--- START ---

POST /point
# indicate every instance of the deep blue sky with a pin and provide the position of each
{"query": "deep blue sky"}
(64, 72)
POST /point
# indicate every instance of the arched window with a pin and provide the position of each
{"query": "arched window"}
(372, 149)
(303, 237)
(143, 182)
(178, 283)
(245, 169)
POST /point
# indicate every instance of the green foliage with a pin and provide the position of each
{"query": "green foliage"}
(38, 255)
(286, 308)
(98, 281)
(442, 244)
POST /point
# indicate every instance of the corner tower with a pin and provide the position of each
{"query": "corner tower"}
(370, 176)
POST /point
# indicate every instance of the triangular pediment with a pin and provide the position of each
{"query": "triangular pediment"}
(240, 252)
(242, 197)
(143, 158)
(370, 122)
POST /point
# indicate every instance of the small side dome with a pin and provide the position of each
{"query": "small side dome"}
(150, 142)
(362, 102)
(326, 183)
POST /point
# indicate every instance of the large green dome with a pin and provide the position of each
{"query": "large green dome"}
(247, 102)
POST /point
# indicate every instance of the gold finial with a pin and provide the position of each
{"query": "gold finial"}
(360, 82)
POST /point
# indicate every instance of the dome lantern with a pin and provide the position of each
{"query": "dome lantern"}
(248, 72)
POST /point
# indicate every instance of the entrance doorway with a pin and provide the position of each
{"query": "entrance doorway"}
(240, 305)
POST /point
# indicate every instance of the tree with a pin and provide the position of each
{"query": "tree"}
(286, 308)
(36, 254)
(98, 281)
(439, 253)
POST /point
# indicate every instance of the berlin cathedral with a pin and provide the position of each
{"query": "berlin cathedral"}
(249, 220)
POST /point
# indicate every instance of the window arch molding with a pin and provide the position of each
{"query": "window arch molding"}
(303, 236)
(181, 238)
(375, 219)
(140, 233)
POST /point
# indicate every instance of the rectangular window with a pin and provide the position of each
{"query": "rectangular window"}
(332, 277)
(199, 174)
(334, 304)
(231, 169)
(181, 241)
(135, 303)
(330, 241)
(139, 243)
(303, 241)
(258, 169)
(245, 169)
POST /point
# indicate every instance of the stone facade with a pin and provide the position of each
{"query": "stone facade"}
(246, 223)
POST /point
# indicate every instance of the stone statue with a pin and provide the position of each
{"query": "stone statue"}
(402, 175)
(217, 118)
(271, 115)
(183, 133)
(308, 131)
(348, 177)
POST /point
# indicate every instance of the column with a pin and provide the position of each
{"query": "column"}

--- END ---

» Exercise details
Produce an exact copy of the whole listing.

» Reply to the task
POST /point
# indicate every instance of the deep blue sky with a pin and provide the position of each
{"query": "deep blue sky"}
(64, 72)
POST /point
# indicate every instance of the arched window with a pin and provide the position of each
{"query": "arched window"}
(372, 149)
(303, 237)
(143, 182)
(178, 283)
(245, 169)
POST /point
# indicate every instance of the green foliage with a pin and provide the position of each
{"query": "green foliage"}
(38, 255)
(286, 308)
(98, 281)
(442, 244)
POST /point
# indicate every instance of the corner tower with a pin and provide the position of each
{"query": "corner tower"}
(370, 176)
POST /point
# indicate every instance of the triangular pediment with a pin and provide the position of each
{"query": "triangular pediment"}
(240, 252)
(242, 197)
(143, 158)
(370, 122)
POST /point
# indicate every instance of the small side dome with a pin and provide the position of each
{"query": "small side dome"}
(150, 142)
(362, 102)
(326, 183)
POST /point
# indicate every instance of the large green dome with a pin and provide the position of each
{"query": "large green dome"}
(247, 102)
POST /point
# indicate every instance of the gold finial with a pin and provide the position of each
{"query": "gold finial"}
(360, 82)
POST /point
# indicate every instance of the dome lantern with a pin and provide the position of each
{"query": "dome lantern"}
(248, 72)
POST /point
# indicate every instance of the entrance doorway with a pin and provide the position of each
{"query": "entrance doorway"}
(240, 305)
POST /point
# indicate every instance of the tree with a pin and provide the position of each
{"query": "tree"}
(286, 308)
(36, 254)
(98, 281)
(439, 253)
POST /point
# indicate every instance of the berlin cathedral with a pin and provide the position of each
{"query": "berlin cathedral"}
(249, 220)
POST /point
# indicate every instance of the window arch molding with a pin and provide the position of each
{"query": "window arch molding"}
(303, 236)
(181, 238)
(375, 219)
(140, 233)
POST /point
# indicate every instance of the rectangular window with a pin and provide the position of each
{"query": "rectangular window"}
(332, 277)
(199, 174)
(334, 304)
(231, 169)
(181, 241)
(135, 303)
(330, 241)
(139, 243)
(303, 241)
(258, 169)
(245, 169)
POST /point
# indicate every instance of the stone facade with a pin and provide the position of each
{"query": "stone facade"}
(246, 223)
POST /point
# indicate every instance of the stone statue with a pin and provide the position of each
{"query": "stone statue"}
(402, 175)
(217, 118)
(271, 115)
(183, 133)
(308, 131)
(348, 177)
POST /point
# indicate every instance of the column with a pin and provide the position of each
{"query": "column"}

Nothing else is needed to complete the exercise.